## Objective
Copy out every record below word for word, leaving out the pictures.

Saved data entries
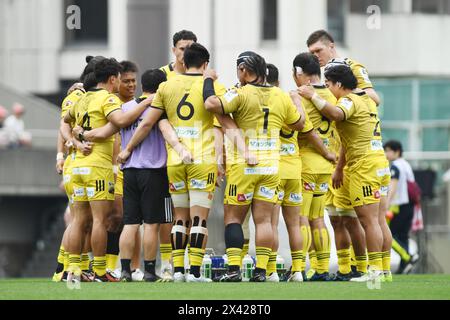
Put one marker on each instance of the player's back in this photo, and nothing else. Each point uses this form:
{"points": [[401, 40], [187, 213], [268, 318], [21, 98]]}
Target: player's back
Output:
{"points": [[92, 111]]}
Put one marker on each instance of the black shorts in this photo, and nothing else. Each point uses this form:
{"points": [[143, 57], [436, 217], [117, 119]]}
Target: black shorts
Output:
{"points": [[146, 196]]}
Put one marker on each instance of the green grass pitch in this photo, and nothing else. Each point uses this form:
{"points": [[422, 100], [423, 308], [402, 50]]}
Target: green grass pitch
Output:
{"points": [[422, 287]]}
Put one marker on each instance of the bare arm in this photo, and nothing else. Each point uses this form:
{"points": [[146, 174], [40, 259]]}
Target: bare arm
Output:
{"points": [[296, 99], [317, 143], [373, 94], [172, 139], [325, 108], [122, 119]]}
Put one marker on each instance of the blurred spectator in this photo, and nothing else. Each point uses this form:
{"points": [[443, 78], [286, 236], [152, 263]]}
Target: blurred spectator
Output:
{"points": [[4, 141], [15, 128]]}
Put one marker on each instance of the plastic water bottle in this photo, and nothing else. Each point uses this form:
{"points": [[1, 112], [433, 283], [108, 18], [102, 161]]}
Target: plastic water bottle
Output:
{"points": [[247, 268], [225, 261], [206, 266]]}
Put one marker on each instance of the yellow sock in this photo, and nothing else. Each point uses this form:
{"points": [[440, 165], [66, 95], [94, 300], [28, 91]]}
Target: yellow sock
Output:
{"points": [[386, 257], [361, 263], [313, 259], [178, 258], [306, 243], [262, 257], [297, 259], [272, 264], [401, 251], [234, 256], [166, 252], [66, 261], [244, 252], [375, 261], [111, 261], [352, 257], [74, 262], [344, 261], [196, 256], [84, 262], [99, 265], [61, 255]]}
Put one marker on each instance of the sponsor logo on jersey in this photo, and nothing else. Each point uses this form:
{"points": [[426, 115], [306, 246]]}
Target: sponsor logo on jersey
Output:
{"points": [[262, 144], [175, 186], [295, 197], [188, 132], [309, 186], [324, 187], [79, 192], [90, 192], [266, 192], [376, 145], [346, 103], [377, 194], [261, 170], [287, 149], [197, 184]]}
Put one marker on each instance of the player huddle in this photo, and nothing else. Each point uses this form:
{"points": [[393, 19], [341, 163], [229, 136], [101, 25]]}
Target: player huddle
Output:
{"points": [[318, 147]]}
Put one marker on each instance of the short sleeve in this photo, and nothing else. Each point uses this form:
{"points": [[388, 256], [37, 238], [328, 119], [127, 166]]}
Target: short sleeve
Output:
{"points": [[111, 104], [231, 101], [158, 101], [347, 106], [395, 173]]}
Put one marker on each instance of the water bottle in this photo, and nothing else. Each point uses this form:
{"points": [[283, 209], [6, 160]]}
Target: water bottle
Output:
{"points": [[247, 268], [225, 261], [206, 266]]}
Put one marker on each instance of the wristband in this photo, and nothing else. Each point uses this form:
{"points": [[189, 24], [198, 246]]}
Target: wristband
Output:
{"points": [[208, 88], [318, 102]]}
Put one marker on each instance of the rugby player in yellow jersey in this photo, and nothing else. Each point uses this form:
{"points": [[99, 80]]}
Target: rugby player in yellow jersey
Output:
{"points": [[66, 141], [363, 155], [181, 40], [92, 175], [316, 169], [191, 185], [290, 191], [260, 110], [321, 44]]}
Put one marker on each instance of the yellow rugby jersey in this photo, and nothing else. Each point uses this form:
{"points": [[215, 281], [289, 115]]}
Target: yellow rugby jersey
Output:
{"points": [[69, 101], [290, 160], [313, 161], [90, 113], [261, 112], [181, 98], [168, 70], [360, 73], [359, 128]]}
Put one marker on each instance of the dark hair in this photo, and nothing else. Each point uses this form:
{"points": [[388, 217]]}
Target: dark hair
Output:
{"points": [[128, 66], [272, 74], [254, 63], [151, 79], [195, 56], [308, 62], [395, 146], [342, 74], [183, 35], [88, 77], [321, 35], [106, 68]]}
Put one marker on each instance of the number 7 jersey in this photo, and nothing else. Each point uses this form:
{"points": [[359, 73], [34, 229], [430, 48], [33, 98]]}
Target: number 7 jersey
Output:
{"points": [[181, 97]]}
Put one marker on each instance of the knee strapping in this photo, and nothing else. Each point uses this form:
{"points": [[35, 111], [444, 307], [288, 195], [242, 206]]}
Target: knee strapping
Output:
{"points": [[234, 237], [198, 232]]}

## Output
Put one marker on each instance of the player's back in this photo, and nothing else. Each point uses this form:
{"points": [[401, 40], [187, 213], [268, 318], [21, 98]]}
Target: player's back
Output:
{"points": [[92, 111]]}
Put one marker on each instance of the black shorts in this photo, and nothing else. Each point uses this form:
{"points": [[143, 57], [436, 217], [117, 119]]}
Target: black shorts
Output:
{"points": [[146, 196]]}
Put one marker on each instance of the green grass pitch in this photo, and nothing else. Each point uses this form:
{"points": [[422, 100], [423, 308], [402, 50]]}
Target: green grass pitch
Output:
{"points": [[422, 287]]}
Put one marker on each instance of the bare arm in this photo, and nothing else. Each point uses this form:
{"points": [[146, 174], [40, 259]]}
Target: bare arm
Output:
{"points": [[296, 99], [317, 143], [373, 94], [172, 139], [325, 108], [122, 119]]}
Put one marker on each instance of the blurred spectator in this photo, and nothing else. Each point uses this form:
{"points": [[443, 78], [286, 236], [152, 263]]}
Target: blurred spectator
Output:
{"points": [[4, 141], [15, 128]]}
Put one marker on each instance of the plastic water bottle in this photo, and nothing else. Each point uses this form:
{"points": [[1, 112], [433, 283], [108, 18], [102, 161]]}
Target: plastic water bottle
Output:
{"points": [[247, 268], [225, 261], [206, 266]]}
Put one marker on each instance of the yellow sock in this photo, and nothing else. Each point uses this form:
{"points": [[440, 165], [66, 95], [94, 300], [28, 91]]}
Target: yellow sock
Output:
{"points": [[386, 257], [361, 263], [313, 259], [178, 258], [306, 243], [262, 257], [297, 259], [272, 264], [401, 251], [234, 256], [166, 252], [66, 261], [244, 252], [375, 261], [111, 261], [352, 257], [74, 262], [344, 261], [196, 256], [84, 262], [99, 265], [61, 255]]}
Put one marker on each instance of the sponsor logo on jersey in this photo, and nothing else. Each point uses this form:
{"points": [[426, 115], [306, 246]]}
Target: sponsor logo on jersey
Output:
{"points": [[262, 144], [175, 186], [295, 197], [188, 132], [309, 186], [324, 187], [79, 192], [90, 192], [266, 192], [376, 145], [346, 103], [377, 194], [261, 170], [287, 149], [197, 184]]}
Put one marker on each instance of the player huddle in this photo, and nothing else. Each point uses this form:
{"points": [[393, 19], [341, 163], [229, 136], [101, 25]]}
Target: player huddle
Output:
{"points": [[318, 147]]}
Put one marker on each instance of the short sleeve in this photo, and nothing else. Each point uses this form:
{"points": [[388, 256], [37, 238], [328, 119], [127, 166]]}
Target: short sleeve
Output:
{"points": [[111, 104], [231, 101], [158, 101], [347, 106], [395, 173]]}
Put one marker on each instance of the water bottle in this photo, and nothing else. Each point uses this form:
{"points": [[283, 209], [6, 160]]}
Target: water bottle
Output:
{"points": [[247, 268], [225, 261], [206, 266]]}
Put one marker on each instance of the wristband in this photo, and nothing else. Each point uses this form:
{"points": [[189, 24], [198, 246]]}
Target: wristband
Output:
{"points": [[208, 88], [318, 102]]}
Put one marker on each instance of the rugby player in yellow jersey in this photo, and nothing else. Each point uses this form:
{"points": [[99, 80]]}
Target: rugby player in yellow jersey
Output:
{"points": [[66, 141], [363, 155], [181, 40], [92, 175], [316, 169], [191, 185], [290, 191], [260, 110], [321, 44]]}
Put one marker on each instance of the yellow rugby jersey in this photo, and nothing else. Each point uses this form:
{"points": [[215, 281], [289, 115]]}
Target: yellow rugby jersey
Output:
{"points": [[69, 101], [290, 160], [313, 161], [90, 113], [261, 112], [181, 98], [168, 70], [360, 73], [359, 128]]}
Put one marker on each instance of the dark hair in this photo, and nothing else. Each point uses this form:
{"points": [[388, 217]]}
Target: dark hair
Output:
{"points": [[128, 66], [272, 74], [254, 63], [151, 79], [195, 56], [308, 62], [395, 146], [342, 74], [183, 35], [88, 77], [321, 35], [106, 68]]}
Put one marker on each instance of the number 7 jersey in this photo, and nothing else. Each point uses this form:
{"points": [[359, 73], [34, 229], [430, 48], [33, 98]]}
Target: number 7 jersey
Output:
{"points": [[181, 97]]}
Put one marker on each instance of the knee strapping in this photo, and nothing else. Each point uses this form:
{"points": [[35, 111], [444, 307], [288, 195], [242, 206]]}
Target: knee strapping
Output:
{"points": [[234, 237], [198, 232]]}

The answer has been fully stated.